-- BEGIN --

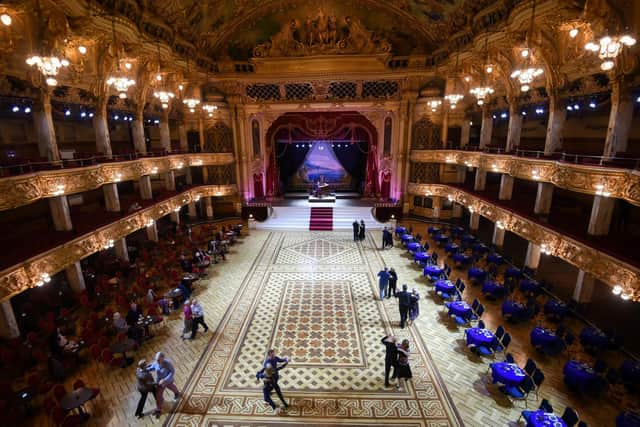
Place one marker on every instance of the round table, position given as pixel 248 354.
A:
pixel 432 270
pixel 478 337
pixel 444 286
pixel 545 419
pixel 460 308
pixel 421 257
pixel 413 247
pixel 75 399
pixel 508 374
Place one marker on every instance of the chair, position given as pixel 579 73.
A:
pixel 570 417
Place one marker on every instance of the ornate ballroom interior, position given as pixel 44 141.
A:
pixel 153 152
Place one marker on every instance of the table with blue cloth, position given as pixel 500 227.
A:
pixel 413 247
pixel 480 337
pixel 451 248
pixel 421 257
pixel 475 273
pixel 444 286
pixel 462 259
pixel 628 419
pixel 556 307
pixel 460 309
pixel 506 373
pixel 494 258
pixel 593 337
pixel 545 419
pixel 432 271
pixel 493 288
pixel 514 310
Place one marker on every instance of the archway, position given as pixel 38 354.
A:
pixel 337 148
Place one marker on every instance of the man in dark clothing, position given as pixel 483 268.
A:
pixel 390 357
pixel 404 301
pixel 392 283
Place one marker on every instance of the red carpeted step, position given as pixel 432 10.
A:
pixel 321 219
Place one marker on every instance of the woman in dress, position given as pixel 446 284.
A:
pixel 414 307
pixel 403 370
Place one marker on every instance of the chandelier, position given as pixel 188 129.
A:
pixel 608 48
pixel 49 66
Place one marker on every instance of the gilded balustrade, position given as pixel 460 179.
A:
pixel 604 267
pixel 24 189
pixel 25 275
pixel 614 182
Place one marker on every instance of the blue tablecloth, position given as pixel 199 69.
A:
pixel 444 286
pixel 432 270
pixel 493 288
pixel 555 306
pixel 476 273
pixel 628 419
pixel 451 248
pixel 421 257
pixel 494 258
pixel 508 374
pixel 477 337
pixel 579 375
pixel 545 419
pixel 413 247
pixel 462 258
pixel 460 308
pixel 592 337
pixel 514 309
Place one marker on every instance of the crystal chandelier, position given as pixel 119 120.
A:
pixel 608 49
pixel 49 66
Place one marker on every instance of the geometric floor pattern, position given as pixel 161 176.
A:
pixel 323 314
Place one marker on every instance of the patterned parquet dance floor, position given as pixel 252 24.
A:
pixel 312 296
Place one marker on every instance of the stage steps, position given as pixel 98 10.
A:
pixel 297 218
pixel 321 219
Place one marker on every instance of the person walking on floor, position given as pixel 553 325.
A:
pixel 146 385
pixel 164 378
pixel 390 356
pixel 383 281
pixel 403 370
pixel 197 318
pixel 404 302
pixel 356 230
pixel 414 306
pixel 392 282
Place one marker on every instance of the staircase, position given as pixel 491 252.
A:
pixel 321 219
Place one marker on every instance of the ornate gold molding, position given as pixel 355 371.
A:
pixel 25 275
pixel 589 179
pixel 604 267
pixel 24 189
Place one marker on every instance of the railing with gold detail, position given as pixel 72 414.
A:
pixel 27 274
pixel 603 266
pixel 24 189
pixel 591 179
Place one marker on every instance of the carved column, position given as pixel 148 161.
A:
pixel 8 324
pixel 45 130
pixel 620 118
pixel 557 118
pixel 75 277
pixel 486 131
pixel 515 126
pixel 59 207
pixel 111 197
pixel 506 187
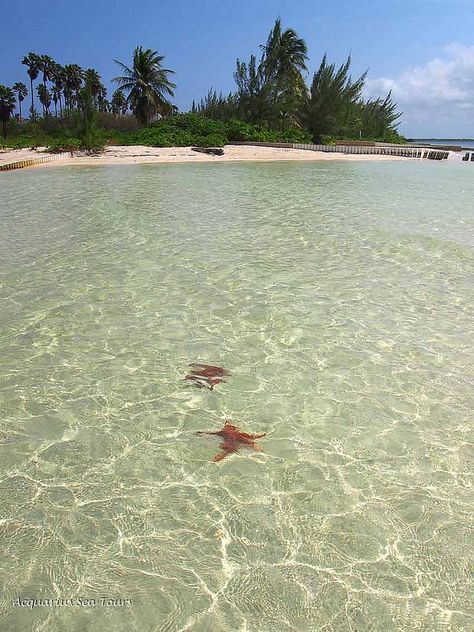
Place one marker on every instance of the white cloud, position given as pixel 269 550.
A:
pixel 436 99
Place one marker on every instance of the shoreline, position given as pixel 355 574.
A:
pixel 141 154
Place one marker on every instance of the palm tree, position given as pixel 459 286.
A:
pixel 284 62
pixel 22 92
pixel 147 85
pixel 44 97
pixel 33 62
pixel 58 79
pixel 56 96
pixel 46 66
pixel 119 102
pixel 285 55
pixel 332 96
pixel 93 79
pixel 7 107
pixel 73 82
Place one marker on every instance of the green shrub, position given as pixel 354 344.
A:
pixel 70 144
pixel 327 140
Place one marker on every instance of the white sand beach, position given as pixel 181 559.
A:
pixel 139 154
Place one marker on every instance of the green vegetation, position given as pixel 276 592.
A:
pixel 272 102
pixel 7 107
pixel 147 84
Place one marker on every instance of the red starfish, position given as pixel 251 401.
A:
pixel 203 374
pixel 233 439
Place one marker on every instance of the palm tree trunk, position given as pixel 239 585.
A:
pixel 32 101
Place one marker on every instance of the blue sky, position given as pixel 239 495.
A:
pixel 421 49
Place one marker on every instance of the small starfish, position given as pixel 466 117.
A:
pixel 207 375
pixel 233 439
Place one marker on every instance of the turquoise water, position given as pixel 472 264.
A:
pixel 341 298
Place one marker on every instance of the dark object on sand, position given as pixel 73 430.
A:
pixel 233 439
pixel 214 151
pixel 207 375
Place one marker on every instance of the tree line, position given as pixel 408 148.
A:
pixel 271 93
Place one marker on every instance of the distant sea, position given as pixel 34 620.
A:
pixel 462 142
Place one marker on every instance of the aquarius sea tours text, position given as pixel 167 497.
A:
pixel 81 602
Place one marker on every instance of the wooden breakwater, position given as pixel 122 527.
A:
pixel 30 162
pixel 403 151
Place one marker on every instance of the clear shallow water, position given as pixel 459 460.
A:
pixel 341 297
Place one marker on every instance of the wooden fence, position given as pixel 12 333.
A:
pixel 31 162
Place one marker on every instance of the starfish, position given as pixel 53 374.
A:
pixel 233 439
pixel 207 374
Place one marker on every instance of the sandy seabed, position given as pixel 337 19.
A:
pixel 139 154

-- END --

• _WRITTEN REQUEST_: Reproduce every one of the entries above verbatim, omitting the pictures.

• _SOLUTION FOR THIS PROBLEM_:
Place one marker on every instance of the round table, position given as pixel 248 354.
A:
pixel 432 270
pixel 478 337
pixel 444 286
pixel 545 419
pixel 460 308
pixel 421 257
pixel 413 247
pixel 75 399
pixel 508 374
Place one marker on every instance of the chair, position given as pixel 579 73.
A:
pixel 570 417
Place one marker on every instance of the ornate ballroom interior, position given as pixel 44 141.
A:
pixel 153 152
Place one marker on every instance of the table with blue cloth, position given as pixel 500 227.
A:
pixel 413 247
pixel 480 337
pixel 451 248
pixel 421 257
pixel 475 273
pixel 444 286
pixel 462 259
pixel 628 419
pixel 556 307
pixel 460 309
pixel 506 373
pixel 494 258
pixel 593 337
pixel 545 419
pixel 432 271
pixel 493 288
pixel 514 310
Place one marker on every instance of the archway, position given as pixel 38 354.
A:
pixel 337 148
Place one marker on every instance of the man in dark clothing, position given as pixel 483 268.
A:
pixel 390 357
pixel 404 301
pixel 392 283
Place one marker on every instance of the red carpeted step, position given as pixel 432 10.
A:
pixel 321 219
Place one marker on every instance of the woman in dress, position given as pixel 446 284.
A:
pixel 414 307
pixel 403 370
Place one marker on every instance of the chandelier, position given as pixel 188 129.
A:
pixel 608 48
pixel 49 66
Place one marker on every instance of the gilded balustrade, position given as pixel 460 179.
A:
pixel 604 267
pixel 24 189
pixel 25 275
pixel 614 182
Place one marker on every instance of the blue tablecloth, position given as pixel 199 69.
A:
pixel 444 286
pixel 432 270
pixel 493 288
pixel 555 306
pixel 476 273
pixel 628 419
pixel 451 248
pixel 421 257
pixel 494 258
pixel 508 374
pixel 477 337
pixel 579 375
pixel 545 419
pixel 413 247
pixel 462 258
pixel 460 308
pixel 592 337
pixel 514 309
Place one marker on every instance of the crystal chandelier, position given as pixel 119 120.
A:
pixel 608 49
pixel 49 66
Place one marker on every instance of the geometric floor pattern, position given as pixel 161 176.
A:
pixel 323 314
Place one marker on every instance of the patterned parquet dance floor, position given as pixel 252 24.
A:
pixel 312 296
Place one marker on every instance of the stage steps, position given as pixel 98 10.
A:
pixel 297 218
pixel 321 219
Place one marker on every instance of the person walking on floor, position given as pixel 553 325.
A:
pixel 146 385
pixel 164 378
pixel 390 356
pixel 383 281
pixel 403 370
pixel 197 318
pixel 404 302
pixel 356 230
pixel 414 306
pixel 392 282
Place one marker on every instance of the staircase, position given as pixel 491 252.
A:
pixel 321 219
Place one marker on every instance of the ornate gold molding, position given as pixel 355 371.
A:
pixel 25 275
pixel 589 179
pixel 604 267
pixel 24 189
Place one marker on every instance of the railing with gold detail, position given as pixel 72 414.
A:
pixel 27 274
pixel 603 266
pixel 24 189
pixel 591 179
Place one marker on every instance of the carved column, position given as pixel 148 161.
A:
pixel 8 324
pixel 45 130
pixel 620 118
pixel 557 118
pixel 75 277
pixel 486 131
pixel 515 126
pixel 59 207
pixel 111 197
pixel 506 187
Place one marker on every instance of the white cloud, position given as pixel 269 550.
A:
pixel 436 99
Place one marker on every instance of the shoreline, position given as pixel 355 574.
A:
pixel 141 154
Place one marker on every instance of the palm tree, position given as pixel 459 286.
A:
pixel 284 62
pixel 22 92
pixel 147 85
pixel 44 97
pixel 33 62
pixel 58 79
pixel 56 96
pixel 46 66
pixel 119 102
pixel 285 55
pixel 332 96
pixel 93 79
pixel 7 107
pixel 73 82
Place one marker on every instance of the green shrub, position given as pixel 354 344.
A:
pixel 70 144
pixel 327 140
Place one marker on every instance of the white sand beach, position given as pixel 181 559.
A:
pixel 139 154
Place one marker on every instance of the green vegetation, position given as pixel 276 592.
A:
pixel 272 102
pixel 7 107
pixel 147 84
Place one marker on every instance of the red starfish, position given as pixel 251 401.
A:
pixel 203 374
pixel 233 439
Place one marker on every instance of the palm tree trunk, position given as pixel 239 585.
A:
pixel 32 101
Place one marker on every instance of the blue sky, position given as pixel 239 495.
A:
pixel 421 49
Place one marker on every instance of the small starfish, position given as pixel 466 117.
A:
pixel 207 375
pixel 233 439
Place one marker on every instance of the turquoise water, position given as pixel 472 264.
A:
pixel 341 298
Place one marker on every instance of the dark object on sand, position given as pixel 73 430.
A:
pixel 233 439
pixel 214 151
pixel 207 375
Place one marker on every instance of the tree line, position given as pixel 408 148.
A:
pixel 271 93
Place one marker on every instance of the distant sea, position given as pixel 34 620.
A:
pixel 462 142
Place one marker on every instance of the aquarius sea tours text, position given as pixel 167 497.
A:
pixel 81 602
Place one marker on every instance of the wooden breakwater, position given as pixel 122 527.
A:
pixel 30 162
pixel 403 151
Place one marker on every instance of the clear shallow water, position given as pixel 459 460.
A:
pixel 341 297
Place one marker on every instance of the wooden fence, position given as pixel 12 333.
A:
pixel 31 162
Place one marker on every instance of the starfish, position given as pixel 53 374.
A:
pixel 233 439
pixel 207 374
Place one marker on every instance of the sandy seabed, position given as pixel 337 19.
A:
pixel 139 154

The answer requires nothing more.